Brief 1: In the review of the film Annihilation, for how many days does the movie play in domestic theaters before its worldwide release on Netflix?
Brief 2: Pick up the review of Annihilation after its final sentence and continue it in the same voice.

Supplied text:
......

And I was right. Last night I had the privilege of conscripting a few great friends to unwittingly jump into the movie Annihilation, completely unaware of what they were about to walk into. I felt a little bad for them (Jake, Spence, Matt – thanks for not leaving me hanging and making me go alone!) But in the end, they survived, maybe not unscathed, but they survived. Why? Well, Annihilation is a tour de force. A mind #%$! of epic proportions. And oh by the way, the movie happens to be so unrelentingly smart, and unforgiving to the viewer that the executives of Paramount are afraid of it. How do I figure that, you ask? Well, Paramount sold the movie to Netflix. The movie releases domestically for 17 days, and then voila, Annihilation will be released all over the world on Netflix. WAh? Why? Well, because, Paramount realized that they could instantly make their money back on by selling it to Netflix, and that anything they made in the theater was guaranteed profit.

All that to say? Hollywood doesn’t trust audiences with a smart movie. Grr.

So we have an über smart movie on our hands, that much goes without saying. Maybe we should walk through it and see if we can parse it out and wrap our brains around it.

......

Available data:
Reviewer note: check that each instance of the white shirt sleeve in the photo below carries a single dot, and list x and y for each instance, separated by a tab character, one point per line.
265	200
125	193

......

Task answer 1: 17 days.

Task answer 2:
FROM HERE ON OUT – BE DRAGONS – DEEP DEEP SPOILERS AHEAD FOR BOTH THE BOOKS AND THE MOVIES

“Where lies the strangling fruit that came from the hand of the sinner I shall bring forth the seeds of the dead to share with the worms that gather in the darkness and surround the world with the power of their lives while from the dimlit halls of other places forms that never were and never could be writhe for the impatience of the few who never saw what could have been. In the black water with the sun shining at midnight, those fruit shall come ripe and in the darkness of that which is golden shall split open to reveal the revelation of the fatal softness in the earth. The shadows of the abyss are like the petals of a monstrous flower that shall blossom within the skull and expand the mind beyond what any man can bear, but whether it decays under the earth or above on green fields, or out to sea or in the very air, all shall come to revelation, and to revel, in the knowledge of the strangling fruit—and the hand of the sinner shall rejoice, for there is no sin in shadow or in light that the seeds of the dead cannot forgive. And there shall be in the planting in the shadows a grace and a mercy from which shall blossom dark flowers, and their teeth shall devour and sustain and herald the passing of an age. That which dies shall still know life in death for all that decays is not forgotten and reanimated it shall walk the world in the bliss of not-knowing. And then there shall be a fire that knows the naming of you, and in the presence of the strangling fruit, its dark flame shall acquire every part of you that remains.”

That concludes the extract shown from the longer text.